WRITTEN INSTRUCTION:
Collect every line of the listing below that contains the word "pillow". Case counts.

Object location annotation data
Begin

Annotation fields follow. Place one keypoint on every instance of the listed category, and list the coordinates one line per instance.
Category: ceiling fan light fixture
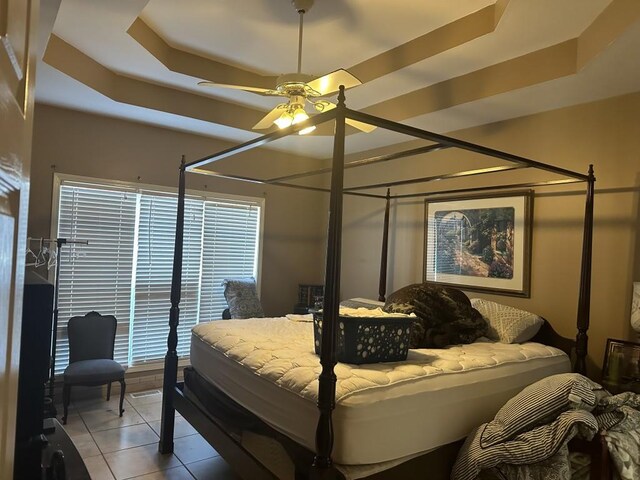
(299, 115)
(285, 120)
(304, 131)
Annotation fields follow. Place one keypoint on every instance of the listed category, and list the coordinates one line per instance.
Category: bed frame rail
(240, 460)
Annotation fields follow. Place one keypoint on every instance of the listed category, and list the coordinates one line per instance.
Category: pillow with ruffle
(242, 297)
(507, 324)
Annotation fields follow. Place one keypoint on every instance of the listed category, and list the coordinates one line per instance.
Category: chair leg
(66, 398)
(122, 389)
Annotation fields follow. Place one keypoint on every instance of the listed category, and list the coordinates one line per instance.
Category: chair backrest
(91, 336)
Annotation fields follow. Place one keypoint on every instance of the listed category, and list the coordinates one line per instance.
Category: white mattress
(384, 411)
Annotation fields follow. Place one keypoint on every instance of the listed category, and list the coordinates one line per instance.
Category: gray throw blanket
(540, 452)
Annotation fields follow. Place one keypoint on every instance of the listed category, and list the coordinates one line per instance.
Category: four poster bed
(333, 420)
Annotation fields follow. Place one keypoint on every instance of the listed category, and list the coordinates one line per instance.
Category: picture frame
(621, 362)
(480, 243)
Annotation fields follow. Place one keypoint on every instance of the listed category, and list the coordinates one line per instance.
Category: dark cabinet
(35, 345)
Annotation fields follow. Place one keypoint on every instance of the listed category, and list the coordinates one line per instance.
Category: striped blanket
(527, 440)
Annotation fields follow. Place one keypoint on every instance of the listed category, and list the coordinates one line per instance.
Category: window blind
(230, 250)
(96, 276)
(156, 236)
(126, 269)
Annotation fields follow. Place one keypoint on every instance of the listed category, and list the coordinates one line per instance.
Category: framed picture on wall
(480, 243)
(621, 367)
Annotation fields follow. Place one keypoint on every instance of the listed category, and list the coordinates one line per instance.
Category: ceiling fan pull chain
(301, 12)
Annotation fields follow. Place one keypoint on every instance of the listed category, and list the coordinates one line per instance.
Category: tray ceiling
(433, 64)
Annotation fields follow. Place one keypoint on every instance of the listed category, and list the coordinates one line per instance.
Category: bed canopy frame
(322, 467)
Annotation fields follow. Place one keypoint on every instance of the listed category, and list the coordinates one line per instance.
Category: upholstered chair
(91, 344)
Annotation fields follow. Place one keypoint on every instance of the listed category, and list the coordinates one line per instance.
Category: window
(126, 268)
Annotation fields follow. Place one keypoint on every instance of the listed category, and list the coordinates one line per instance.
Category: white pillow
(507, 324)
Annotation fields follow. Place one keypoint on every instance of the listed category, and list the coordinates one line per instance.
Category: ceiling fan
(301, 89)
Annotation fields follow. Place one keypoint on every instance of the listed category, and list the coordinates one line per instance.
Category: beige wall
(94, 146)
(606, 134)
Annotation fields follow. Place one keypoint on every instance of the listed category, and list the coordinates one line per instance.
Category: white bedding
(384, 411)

End
Begin

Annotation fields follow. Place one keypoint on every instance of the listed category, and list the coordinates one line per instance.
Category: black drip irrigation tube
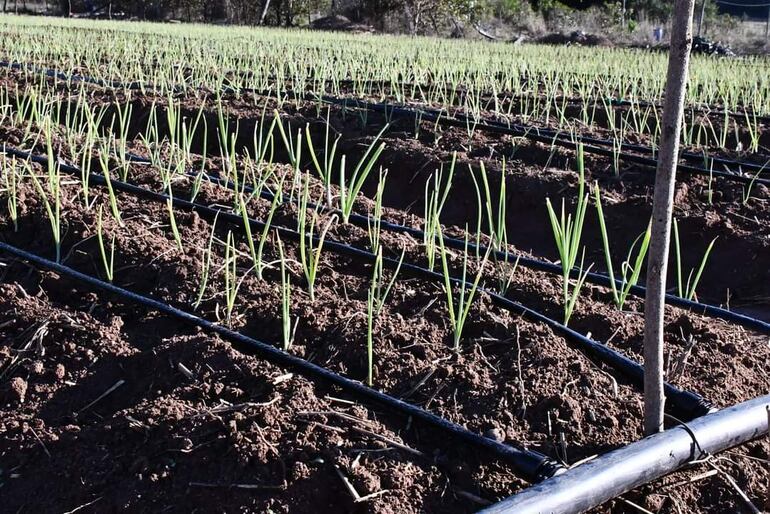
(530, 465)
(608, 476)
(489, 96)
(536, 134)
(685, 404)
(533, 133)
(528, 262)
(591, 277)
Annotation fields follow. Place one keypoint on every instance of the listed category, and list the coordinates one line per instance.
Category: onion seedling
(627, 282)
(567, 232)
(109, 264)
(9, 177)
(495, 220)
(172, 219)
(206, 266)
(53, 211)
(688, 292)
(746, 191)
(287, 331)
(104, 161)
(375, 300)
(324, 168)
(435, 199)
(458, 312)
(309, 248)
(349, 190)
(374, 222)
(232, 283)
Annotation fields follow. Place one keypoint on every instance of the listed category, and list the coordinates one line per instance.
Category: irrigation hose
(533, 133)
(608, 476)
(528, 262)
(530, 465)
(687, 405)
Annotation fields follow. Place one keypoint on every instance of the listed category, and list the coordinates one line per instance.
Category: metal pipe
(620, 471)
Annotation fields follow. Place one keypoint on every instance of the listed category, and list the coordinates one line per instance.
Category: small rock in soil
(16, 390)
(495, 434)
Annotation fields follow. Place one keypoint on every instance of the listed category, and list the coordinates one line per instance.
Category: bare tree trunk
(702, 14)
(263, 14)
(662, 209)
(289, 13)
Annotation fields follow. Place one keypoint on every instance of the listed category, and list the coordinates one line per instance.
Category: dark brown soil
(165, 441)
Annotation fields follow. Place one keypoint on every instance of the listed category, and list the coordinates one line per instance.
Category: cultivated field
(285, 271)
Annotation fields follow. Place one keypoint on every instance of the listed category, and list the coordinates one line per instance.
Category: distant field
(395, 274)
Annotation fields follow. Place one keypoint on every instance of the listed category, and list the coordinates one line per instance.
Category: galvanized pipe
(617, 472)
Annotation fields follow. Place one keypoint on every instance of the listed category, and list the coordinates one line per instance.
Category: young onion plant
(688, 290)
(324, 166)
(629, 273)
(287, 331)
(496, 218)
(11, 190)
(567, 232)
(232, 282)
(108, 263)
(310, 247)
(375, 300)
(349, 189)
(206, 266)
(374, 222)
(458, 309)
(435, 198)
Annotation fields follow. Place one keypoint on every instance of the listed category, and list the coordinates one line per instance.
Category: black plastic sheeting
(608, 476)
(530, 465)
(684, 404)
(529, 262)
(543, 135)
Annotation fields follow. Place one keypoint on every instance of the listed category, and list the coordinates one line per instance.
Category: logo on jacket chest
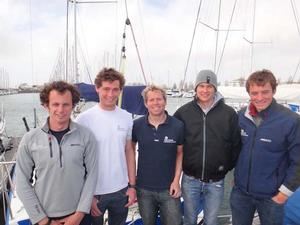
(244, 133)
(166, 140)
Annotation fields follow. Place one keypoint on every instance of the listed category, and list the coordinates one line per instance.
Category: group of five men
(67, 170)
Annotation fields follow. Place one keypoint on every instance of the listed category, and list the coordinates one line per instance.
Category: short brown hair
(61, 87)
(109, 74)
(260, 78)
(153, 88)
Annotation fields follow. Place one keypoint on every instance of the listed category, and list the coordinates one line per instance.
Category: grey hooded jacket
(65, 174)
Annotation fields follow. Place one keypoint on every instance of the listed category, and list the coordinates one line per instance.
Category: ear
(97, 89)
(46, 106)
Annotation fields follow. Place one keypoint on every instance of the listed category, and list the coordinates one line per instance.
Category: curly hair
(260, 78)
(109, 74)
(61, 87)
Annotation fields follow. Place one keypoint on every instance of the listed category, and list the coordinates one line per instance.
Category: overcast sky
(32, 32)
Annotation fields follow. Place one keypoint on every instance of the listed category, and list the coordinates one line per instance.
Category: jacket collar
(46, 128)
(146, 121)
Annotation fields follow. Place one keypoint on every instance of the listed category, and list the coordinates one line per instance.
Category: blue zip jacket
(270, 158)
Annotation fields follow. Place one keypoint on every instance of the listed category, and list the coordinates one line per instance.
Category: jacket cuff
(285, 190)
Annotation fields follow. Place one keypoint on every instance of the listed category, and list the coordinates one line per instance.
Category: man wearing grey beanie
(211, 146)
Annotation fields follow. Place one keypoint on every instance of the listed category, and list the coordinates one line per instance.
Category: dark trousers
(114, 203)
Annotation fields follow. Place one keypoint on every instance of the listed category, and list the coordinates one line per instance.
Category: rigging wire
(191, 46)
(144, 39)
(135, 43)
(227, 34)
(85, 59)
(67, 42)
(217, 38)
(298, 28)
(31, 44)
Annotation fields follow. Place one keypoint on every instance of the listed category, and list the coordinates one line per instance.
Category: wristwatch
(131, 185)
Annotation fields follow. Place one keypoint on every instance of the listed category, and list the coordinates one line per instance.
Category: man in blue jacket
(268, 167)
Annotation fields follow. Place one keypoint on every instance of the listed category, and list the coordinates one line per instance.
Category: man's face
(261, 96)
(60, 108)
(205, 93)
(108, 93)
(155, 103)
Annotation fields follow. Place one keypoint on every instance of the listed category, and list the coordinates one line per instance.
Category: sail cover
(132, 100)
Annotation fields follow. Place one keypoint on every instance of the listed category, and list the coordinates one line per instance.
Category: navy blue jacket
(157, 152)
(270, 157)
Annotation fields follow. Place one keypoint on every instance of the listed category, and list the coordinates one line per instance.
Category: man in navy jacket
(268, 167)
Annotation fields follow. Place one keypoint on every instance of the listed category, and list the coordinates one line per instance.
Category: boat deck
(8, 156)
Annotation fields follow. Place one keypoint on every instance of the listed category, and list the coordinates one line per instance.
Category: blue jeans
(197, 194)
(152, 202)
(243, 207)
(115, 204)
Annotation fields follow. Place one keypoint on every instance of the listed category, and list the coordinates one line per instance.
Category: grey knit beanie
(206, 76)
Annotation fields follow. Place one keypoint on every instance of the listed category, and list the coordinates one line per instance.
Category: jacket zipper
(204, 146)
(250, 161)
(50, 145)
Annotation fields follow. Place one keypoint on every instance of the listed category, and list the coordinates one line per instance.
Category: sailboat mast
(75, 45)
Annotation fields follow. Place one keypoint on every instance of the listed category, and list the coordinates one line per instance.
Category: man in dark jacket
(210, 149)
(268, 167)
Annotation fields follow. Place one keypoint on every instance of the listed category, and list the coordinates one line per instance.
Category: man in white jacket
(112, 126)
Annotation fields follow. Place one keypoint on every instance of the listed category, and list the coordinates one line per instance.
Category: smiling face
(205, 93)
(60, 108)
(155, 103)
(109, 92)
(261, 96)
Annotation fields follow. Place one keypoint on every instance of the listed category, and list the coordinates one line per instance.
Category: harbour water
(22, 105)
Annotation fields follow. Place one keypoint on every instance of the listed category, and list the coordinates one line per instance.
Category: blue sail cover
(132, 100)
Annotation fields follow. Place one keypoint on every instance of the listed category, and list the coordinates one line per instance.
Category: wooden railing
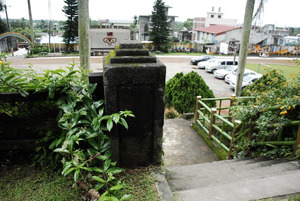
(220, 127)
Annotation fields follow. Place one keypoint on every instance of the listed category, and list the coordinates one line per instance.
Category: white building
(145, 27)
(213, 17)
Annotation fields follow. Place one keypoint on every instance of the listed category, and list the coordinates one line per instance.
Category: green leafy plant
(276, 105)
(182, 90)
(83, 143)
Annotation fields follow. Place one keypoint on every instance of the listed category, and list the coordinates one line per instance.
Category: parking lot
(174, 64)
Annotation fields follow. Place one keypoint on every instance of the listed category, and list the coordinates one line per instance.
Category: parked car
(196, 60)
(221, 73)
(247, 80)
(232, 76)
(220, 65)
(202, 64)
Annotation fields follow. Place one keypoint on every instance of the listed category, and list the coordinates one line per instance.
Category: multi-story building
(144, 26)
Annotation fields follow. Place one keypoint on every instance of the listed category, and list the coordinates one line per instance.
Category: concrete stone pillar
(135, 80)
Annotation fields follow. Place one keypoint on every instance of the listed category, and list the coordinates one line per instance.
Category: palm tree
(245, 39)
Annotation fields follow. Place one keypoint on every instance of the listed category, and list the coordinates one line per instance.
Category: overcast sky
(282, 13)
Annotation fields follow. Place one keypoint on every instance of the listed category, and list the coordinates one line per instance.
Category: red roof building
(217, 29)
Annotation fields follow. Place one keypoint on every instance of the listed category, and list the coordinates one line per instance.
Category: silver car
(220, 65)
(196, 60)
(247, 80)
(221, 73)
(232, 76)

End

COMPLETED EXERCISE:
Category: pillow with ruffle
Category: white pillow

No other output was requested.